## Saved data entries
^^^^^^^^^^^^^^^^

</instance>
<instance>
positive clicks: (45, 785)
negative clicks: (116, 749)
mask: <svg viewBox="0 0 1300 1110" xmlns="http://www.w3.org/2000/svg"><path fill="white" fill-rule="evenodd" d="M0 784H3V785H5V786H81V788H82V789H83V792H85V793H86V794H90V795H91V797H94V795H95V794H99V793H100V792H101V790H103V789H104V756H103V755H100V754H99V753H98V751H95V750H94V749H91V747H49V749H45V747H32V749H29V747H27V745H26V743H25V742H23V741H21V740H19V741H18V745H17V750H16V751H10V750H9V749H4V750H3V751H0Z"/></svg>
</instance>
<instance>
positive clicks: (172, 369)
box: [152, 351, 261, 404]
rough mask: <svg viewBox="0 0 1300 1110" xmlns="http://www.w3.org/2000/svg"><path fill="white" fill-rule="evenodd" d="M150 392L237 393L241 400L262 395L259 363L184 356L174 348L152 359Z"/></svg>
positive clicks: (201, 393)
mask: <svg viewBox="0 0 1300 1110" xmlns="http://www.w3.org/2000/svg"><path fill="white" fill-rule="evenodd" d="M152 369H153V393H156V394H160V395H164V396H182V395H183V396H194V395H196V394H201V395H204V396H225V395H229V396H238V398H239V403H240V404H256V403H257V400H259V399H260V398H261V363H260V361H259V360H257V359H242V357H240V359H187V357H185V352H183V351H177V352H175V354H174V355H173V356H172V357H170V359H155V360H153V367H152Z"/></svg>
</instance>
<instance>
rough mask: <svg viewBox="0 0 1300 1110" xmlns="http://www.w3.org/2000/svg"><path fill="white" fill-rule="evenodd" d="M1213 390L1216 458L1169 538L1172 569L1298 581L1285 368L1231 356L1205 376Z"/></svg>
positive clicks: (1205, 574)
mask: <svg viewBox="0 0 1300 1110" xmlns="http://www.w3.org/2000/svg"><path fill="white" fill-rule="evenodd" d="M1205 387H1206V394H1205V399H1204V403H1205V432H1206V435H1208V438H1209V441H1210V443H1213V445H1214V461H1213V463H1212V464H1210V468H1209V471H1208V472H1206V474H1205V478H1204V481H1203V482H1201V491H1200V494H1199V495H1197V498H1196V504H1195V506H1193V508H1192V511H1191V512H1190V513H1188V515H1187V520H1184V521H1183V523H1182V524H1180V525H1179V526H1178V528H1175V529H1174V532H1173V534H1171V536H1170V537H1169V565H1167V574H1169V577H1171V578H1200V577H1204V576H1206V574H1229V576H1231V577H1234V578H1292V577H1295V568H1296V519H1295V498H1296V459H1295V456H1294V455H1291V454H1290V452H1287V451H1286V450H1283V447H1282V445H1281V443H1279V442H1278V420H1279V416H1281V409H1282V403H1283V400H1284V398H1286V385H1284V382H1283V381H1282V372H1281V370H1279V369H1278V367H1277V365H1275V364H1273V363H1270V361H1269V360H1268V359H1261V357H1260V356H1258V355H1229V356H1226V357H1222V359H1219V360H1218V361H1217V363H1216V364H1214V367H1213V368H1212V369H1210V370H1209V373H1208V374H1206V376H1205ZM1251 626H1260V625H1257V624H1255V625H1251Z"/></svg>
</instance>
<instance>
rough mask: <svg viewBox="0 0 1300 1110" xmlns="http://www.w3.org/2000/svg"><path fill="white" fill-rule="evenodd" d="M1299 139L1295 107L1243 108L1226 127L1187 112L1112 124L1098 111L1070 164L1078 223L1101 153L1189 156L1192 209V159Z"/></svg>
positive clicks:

^^^^^^^^^^^^^^^^

## What the task requires
Retype the stretch of material from its first line through the line that contains "box: [152, 351, 261, 404]", including both ends and changing no character.

## Task solution
</instance>
<instance>
positive clicks: (45, 785)
negative clicks: (116, 749)
mask: <svg viewBox="0 0 1300 1110" xmlns="http://www.w3.org/2000/svg"><path fill="white" fill-rule="evenodd" d="M0 784H3V785H5V786H81V788H82V789H83V792H85V793H86V794H90V795H91V797H94V795H95V794H99V793H100V792H101V790H103V789H104V756H103V755H100V754H99V753H98V751H95V750H94V749H91V747H49V749H45V747H32V749H29V747H27V745H26V743H25V742H23V741H21V740H19V741H18V745H17V750H16V751H10V750H9V749H4V750H3V751H0Z"/></svg>
</instance>
<instance>
positive clicks: (172, 369)
box: [152, 351, 261, 404]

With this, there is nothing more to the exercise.